THE TASKS =>
1) In the post about filling gaps in climate station data, which column holds the station reference number?
2) Carry on the forum post about filling gaps in climate station data from the point where it stops.

TEXT PASSAGE =>
+ + +
The final piece of the jigsaw is in averaging the values correctly when
the climate station changes and there are gaps for both stations in
succession, as demonstrated in the simplified example below:
Station 1: A = 10
Station 1: B = 15
Station 1: C = 20
Station 1: D = GAP (=25)
Station 1: E = 30
Station 1: F = GAP (=35)
Station 1: G = GAP (=40)
Station 2: A = GAP (=4)
Station 2: B = GAP (=5)
Station 2: C = 6
Station 2: D = 7
Station 2: E = GAP (=8)
Station 2: F = 9
Station 2: G = 10
In the case of Station 1: F-G and Station 2: A-B, an average is not
required of the values above and below the gap present (ie. not taking
the average of 30 and 6 and filling each of the gaps with 13), but is
required only for the data in that particular station. So would there
be a way of informing the to be wary of such changes in station
reference? (Station reference number is in column A in my dataset)
+ + +
ENTRIES SUPPLIED =>

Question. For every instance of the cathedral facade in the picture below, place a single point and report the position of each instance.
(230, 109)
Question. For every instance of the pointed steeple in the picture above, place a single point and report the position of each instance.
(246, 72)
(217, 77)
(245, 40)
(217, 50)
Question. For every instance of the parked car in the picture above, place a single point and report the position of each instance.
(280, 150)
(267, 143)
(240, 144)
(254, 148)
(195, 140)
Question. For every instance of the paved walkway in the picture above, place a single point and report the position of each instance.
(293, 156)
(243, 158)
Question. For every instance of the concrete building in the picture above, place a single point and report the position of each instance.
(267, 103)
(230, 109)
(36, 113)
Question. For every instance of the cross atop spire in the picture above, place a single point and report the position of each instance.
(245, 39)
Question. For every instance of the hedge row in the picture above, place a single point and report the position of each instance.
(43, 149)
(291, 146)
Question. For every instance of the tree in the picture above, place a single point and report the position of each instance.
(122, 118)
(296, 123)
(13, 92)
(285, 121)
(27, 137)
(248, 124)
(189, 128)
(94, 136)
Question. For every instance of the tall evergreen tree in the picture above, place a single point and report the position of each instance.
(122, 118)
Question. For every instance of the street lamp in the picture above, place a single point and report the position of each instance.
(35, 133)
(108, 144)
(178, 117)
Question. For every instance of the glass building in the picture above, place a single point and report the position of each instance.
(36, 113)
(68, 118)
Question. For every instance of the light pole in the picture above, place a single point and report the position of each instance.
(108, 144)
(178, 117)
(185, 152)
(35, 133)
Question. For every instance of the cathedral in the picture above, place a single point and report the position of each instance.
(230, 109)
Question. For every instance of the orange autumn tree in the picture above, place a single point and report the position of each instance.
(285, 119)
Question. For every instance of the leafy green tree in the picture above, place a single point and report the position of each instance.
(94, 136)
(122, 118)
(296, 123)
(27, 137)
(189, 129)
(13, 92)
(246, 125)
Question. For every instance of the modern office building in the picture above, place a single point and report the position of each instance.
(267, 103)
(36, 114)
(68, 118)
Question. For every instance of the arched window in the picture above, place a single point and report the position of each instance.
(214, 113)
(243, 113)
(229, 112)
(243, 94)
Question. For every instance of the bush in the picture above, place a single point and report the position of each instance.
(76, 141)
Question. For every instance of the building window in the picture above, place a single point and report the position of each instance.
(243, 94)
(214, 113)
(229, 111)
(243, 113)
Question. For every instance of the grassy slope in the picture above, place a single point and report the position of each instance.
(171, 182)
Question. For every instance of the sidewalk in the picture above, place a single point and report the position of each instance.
+ + +
IN RESPONSE =>
1) Column A.

2)
Is there a way of designing (a macro in Visual Basic?) to automate
these procedures in Excel 2002? - as doing it manually would be
unfeasible due to the nature of the dataset size. Incidently, data
which requires interpolation is in columns F to M (inclusive), and is
represented as a blank cell. Interpolation is required vertically down
the columns, and not between rows.
Thanks very much for looking at this - I would be very grateful if
someone manages to manufacture a solution.
Thanks once more,
Steve Murray
I have a large dataset with various columns of data for global climate
(meteorological) stations, however the dataset is not complete - it has
gaps for some years where data has not been collected/the equipment
failed.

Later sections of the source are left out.